-- EXERCISE TASK 1 --
Identify each line of the records that contains the word "house", and copy those lines. Case counts.

-- SOURCE PASSAGE --
○ ○ ○
To illustrate what qcc does, I made one vector of 100 data points and assigned it into groups of either 5 or 10 measurements. The resulting xbar charts have very different control limits relative to the reported standard deviation.
library(qcc)
#> Warning: package 'qcc' was built under R version 3.5.3
#> Package 'qcc' version 2.7
#> Type 'citation("qcc")' for citing this R package in publications.
set.seed(899)
Dat <- rnorm(100, mean = 0, sd = 1)
Runs1 = rep(LETTERS[1:20], each = 5)
Runs2 = rep(letters[1:10], each = 10)
Mat1 <- qcc.groups(Dat, Runs1)
Mat2 <- qcc.groups(Dat, Runs2)
Out1 <- qcc(Mat1, type = "xbar")

Out2 <- qcc(Mat2, type = "xbar")

Created on 2019-09-22 by the reprex package (v0.2.1)
Here is the code for the limits.xbar() function of the qcc package.
> limits.xbar
function (center, std.dev, sizes, conf)
○ ○ ○
-- EXERCISE INPUT --
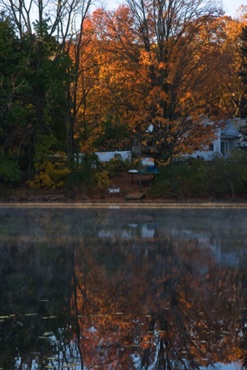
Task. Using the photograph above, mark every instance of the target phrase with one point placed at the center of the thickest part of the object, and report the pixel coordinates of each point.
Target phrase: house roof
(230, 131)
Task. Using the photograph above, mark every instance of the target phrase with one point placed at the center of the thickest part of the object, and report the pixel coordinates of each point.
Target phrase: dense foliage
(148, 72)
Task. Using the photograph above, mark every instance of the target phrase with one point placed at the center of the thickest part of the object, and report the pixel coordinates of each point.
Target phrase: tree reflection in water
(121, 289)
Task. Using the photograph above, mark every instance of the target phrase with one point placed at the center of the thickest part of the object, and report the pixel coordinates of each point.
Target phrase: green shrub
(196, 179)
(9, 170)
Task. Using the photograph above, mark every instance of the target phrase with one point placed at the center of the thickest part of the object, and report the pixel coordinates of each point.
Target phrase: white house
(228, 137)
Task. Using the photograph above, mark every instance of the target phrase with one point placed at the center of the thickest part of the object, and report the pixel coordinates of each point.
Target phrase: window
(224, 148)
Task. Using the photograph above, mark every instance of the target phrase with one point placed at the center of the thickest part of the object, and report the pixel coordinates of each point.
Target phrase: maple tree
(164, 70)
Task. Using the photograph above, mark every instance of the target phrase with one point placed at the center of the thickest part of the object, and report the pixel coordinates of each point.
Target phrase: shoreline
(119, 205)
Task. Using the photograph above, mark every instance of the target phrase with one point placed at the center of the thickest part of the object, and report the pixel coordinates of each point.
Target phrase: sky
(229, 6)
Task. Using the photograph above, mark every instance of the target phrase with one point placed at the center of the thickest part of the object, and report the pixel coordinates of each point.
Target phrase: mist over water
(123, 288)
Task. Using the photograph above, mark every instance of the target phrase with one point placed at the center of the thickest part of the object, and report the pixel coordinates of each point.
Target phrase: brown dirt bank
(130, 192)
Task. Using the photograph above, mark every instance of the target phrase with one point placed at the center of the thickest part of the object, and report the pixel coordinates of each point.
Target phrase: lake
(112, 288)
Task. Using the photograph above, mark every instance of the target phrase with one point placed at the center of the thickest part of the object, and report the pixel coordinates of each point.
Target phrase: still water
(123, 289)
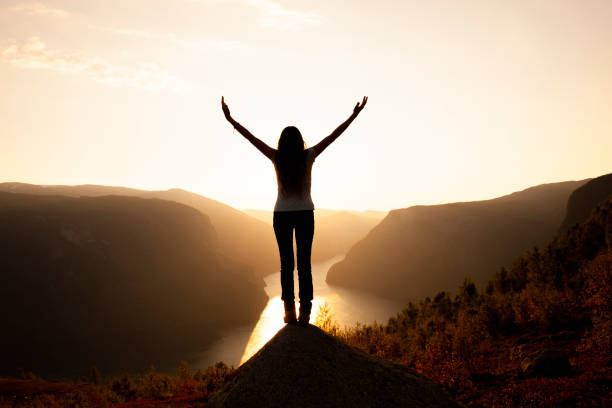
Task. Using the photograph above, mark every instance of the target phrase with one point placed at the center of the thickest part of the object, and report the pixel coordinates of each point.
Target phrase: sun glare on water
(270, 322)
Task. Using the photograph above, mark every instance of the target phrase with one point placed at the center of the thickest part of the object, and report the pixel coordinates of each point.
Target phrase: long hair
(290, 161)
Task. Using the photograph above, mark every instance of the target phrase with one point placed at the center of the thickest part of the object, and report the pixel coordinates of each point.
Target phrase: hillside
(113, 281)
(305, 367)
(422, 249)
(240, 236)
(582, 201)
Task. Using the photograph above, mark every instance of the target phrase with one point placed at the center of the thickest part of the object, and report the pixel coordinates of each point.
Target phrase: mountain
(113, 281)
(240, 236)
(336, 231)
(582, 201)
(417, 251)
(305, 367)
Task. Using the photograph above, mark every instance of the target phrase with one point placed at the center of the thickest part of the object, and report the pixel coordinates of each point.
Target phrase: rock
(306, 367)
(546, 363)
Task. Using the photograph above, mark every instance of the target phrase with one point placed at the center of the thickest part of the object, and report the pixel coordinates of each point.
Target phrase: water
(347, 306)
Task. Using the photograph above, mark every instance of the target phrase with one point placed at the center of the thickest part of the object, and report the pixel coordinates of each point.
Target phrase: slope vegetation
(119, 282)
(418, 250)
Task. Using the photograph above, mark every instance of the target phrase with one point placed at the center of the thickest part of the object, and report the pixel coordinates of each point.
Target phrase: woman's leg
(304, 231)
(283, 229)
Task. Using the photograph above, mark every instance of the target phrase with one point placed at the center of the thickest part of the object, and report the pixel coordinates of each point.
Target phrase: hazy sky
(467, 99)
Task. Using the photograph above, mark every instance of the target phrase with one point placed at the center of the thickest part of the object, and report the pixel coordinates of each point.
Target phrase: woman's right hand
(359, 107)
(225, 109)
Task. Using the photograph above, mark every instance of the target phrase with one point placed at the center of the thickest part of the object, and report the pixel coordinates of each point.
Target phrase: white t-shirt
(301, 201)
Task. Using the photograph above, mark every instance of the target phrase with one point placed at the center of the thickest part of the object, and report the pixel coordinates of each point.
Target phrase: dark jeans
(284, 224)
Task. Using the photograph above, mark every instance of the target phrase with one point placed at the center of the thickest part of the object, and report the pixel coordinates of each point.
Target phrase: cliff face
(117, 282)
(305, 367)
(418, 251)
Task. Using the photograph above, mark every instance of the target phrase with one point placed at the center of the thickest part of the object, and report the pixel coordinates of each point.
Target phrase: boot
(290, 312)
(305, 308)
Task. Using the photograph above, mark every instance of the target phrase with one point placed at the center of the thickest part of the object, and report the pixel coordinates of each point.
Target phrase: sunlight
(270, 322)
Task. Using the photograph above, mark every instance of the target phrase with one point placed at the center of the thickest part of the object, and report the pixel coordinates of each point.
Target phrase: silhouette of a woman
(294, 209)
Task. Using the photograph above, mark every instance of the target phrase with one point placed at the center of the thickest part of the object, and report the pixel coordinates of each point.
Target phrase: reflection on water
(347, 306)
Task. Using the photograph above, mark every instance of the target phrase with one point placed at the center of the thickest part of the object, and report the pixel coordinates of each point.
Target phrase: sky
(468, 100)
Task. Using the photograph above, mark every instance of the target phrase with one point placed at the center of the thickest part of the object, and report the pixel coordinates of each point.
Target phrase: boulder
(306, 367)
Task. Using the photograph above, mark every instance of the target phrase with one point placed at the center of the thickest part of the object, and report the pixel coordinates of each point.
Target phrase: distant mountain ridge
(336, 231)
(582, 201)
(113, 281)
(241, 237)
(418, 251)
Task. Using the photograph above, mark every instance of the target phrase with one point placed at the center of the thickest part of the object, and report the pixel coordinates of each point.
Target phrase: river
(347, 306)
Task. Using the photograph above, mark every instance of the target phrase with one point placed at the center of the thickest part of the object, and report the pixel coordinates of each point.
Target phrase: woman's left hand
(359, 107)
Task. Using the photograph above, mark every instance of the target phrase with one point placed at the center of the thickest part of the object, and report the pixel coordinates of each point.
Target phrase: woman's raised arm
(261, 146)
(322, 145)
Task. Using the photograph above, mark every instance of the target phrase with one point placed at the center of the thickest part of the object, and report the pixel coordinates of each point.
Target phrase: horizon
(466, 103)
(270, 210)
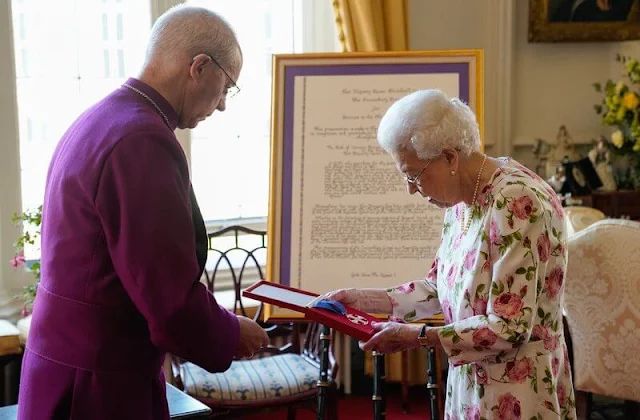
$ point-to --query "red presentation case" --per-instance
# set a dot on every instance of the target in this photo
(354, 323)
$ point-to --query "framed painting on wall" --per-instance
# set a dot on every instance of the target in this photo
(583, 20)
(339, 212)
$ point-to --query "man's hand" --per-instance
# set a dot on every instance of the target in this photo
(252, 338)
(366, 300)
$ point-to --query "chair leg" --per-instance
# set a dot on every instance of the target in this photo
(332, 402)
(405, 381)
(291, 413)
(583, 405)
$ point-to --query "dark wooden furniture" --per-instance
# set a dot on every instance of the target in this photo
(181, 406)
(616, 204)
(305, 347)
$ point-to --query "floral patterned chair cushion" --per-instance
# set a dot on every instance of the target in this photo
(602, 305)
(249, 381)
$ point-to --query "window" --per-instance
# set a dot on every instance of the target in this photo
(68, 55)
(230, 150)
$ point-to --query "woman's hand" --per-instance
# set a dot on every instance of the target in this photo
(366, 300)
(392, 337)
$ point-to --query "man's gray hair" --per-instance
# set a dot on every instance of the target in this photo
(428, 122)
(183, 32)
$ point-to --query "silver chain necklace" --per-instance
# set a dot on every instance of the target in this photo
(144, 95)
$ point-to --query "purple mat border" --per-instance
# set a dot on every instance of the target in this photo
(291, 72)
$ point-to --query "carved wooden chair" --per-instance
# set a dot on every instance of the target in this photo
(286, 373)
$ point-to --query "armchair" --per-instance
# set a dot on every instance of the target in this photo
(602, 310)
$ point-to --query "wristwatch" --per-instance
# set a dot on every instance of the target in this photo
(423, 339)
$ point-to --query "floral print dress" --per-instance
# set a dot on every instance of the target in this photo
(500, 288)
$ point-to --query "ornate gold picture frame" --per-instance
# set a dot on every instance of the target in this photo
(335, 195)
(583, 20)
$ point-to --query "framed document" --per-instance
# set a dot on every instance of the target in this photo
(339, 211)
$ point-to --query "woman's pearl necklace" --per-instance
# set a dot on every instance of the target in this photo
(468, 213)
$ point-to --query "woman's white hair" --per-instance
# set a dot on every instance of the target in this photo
○ ○ ○
-- EXERCISE TASK 2 --
Reproduce the qcc passage starting at the words "To illustrate what" and stopping after "<- qcc.groups(Dat, Runs1)", with "vector" replaced by "array".

-- WRITTEN ANSWER 1 --
Target phrase: house roof
Target phrase: white house

-- WRITTEN ANSWER 2 --
To illustrate what qcc does, I made one array of 100 data points and assigned it into groups of either 5 or 10 measurements. The resulting xbar charts have very different control limits relative to the reported standard deviation.
library(qcc)
#> Warning: package 'qcc' was built under R version 3.5.3
#> Package 'qcc' version 2.7
#> Type 'citation("qcc")' for citing this R package in publications.
set.seed(899)
Dat <- rnorm(100, mean = 0, sd = 1)
Runs1 = rep(LETTERS[1:20], each = 5)
Runs2 = rep(letters[1:10], each = 10)
Mat1 <- qcc.groups(Dat, Runs1)